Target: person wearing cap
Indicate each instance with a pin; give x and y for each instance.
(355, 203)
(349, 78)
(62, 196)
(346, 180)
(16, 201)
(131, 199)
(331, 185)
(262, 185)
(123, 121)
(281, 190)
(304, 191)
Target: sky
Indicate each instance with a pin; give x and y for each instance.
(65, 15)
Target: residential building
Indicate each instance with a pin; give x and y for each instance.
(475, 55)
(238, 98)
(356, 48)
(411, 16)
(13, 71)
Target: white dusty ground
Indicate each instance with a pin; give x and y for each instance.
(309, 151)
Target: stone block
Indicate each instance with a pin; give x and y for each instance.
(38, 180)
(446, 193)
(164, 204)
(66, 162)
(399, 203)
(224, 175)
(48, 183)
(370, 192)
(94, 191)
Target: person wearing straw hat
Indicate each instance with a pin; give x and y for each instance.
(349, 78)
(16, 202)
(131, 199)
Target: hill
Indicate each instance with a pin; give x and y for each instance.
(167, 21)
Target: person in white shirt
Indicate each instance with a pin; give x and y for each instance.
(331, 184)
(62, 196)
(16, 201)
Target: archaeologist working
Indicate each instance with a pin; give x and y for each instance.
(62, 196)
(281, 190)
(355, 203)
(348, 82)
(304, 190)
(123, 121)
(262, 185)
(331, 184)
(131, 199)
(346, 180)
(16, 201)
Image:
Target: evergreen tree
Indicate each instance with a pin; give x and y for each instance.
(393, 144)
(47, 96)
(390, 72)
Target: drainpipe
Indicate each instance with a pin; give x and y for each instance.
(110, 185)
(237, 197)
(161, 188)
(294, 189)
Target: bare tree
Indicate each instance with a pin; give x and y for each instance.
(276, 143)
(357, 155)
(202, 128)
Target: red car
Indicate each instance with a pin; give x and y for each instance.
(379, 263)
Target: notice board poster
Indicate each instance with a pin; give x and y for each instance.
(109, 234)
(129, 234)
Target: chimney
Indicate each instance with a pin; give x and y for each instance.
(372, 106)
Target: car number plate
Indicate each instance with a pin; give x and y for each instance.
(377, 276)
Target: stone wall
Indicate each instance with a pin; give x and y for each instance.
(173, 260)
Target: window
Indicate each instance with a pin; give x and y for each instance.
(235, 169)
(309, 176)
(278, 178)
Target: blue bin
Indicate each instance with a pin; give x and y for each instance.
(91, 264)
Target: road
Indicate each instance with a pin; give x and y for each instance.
-.-.-
**REQUIRED TASK**:
Set out the complete listing exactly as shown.

**CORRECT RESPONSE**:
Target: person wearing cap
Indicate each instance with a pin; give x and y for each instance.
(355, 203)
(349, 78)
(62, 196)
(346, 180)
(16, 201)
(131, 199)
(331, 185)
(262, 185)
(123, 121)
(281, 190)
(304, 191)
Target: sky
Indicate each instance with a pin; give x and y for each instance.
(65, 15)
Target: residential building
Indicate each instance with a pin; give x and y for each instance.
(475, 55)
(238, 98)
(356, 48)
(411, 16)
(13, 71)
Target: white dusty ground
Indicate each instance with a pin; give x and y for each instance.
(309, 151)
Target: stone block
Indicate each instance with a pin; give x and y for each instance.
(38, 180)
(446, 193)
(164, 204)
(66, 162)
(399, 203)
(224, 175)
(48, 183)
(370, 192)
(94, 191)
Target: person wearing straw hat
Indicate each instance with a pin; give x and y for each instance.
(349, 78)
(16, 202)
(131, 199)
Target: hill
Indicate each instance with a pin; give x and y for each instance.
(167, 21)
Target: person in white shirt
Indicate each instance with a pin; give x and y for each instance.
(331, 184)
(62, 196)
(16, 201)
Target: archaeologist working
Indicate each instance with a pin; give x and y for each instance.
(62, 196)
(281, 190)
(355, 203)
(348, 82)
(304, 190)
(123, 121)
(262, 185)
(331, 184)
(131, 199)
(346, 180)
(16, 201)
Image:
Target: evergreen tree
Indicate each instance with a pin; give x and y for each instance.
(393, 144)
(47, 96)
(390, 72)
Target: drainpipe
Indicate each instance with a pin; give x and y for each instance.
(110, 185)
(237, 197)
(161, 188)
(294, 189)
Target: bare tree
Indicate each instance with a pin; give x and y for each instance.
(276, 143)
(357, 155)
(202, 128)
Target: red car
Indicate each instance with a pin; give x and y for each instance.
(379, 263)
Target: notice board poster
Indicate each instance with a pin; give x and y for each instance.
(109, 234)
(129, 234)
Target: chimney
Indicate each instance with a pin; give x and y for each instance.
(372, 106)
Target: car number plate
Indicate each instance with a pin; give x and y for each instance.
(377, 276)
Target: stone wall
Indicate each instance with a pin; give x and y for each instance.
(173, 260)
Target: window
Indicate each instance with a pin; give x and y for each instance.
(235, 169)
(309, 176)
(278, 178)
Target: blue bin
Indicate each instance with a pin; give x and y for each instance.
(91, 264)
Target: road
Indicate each instance with a pin; give x and y for each instance.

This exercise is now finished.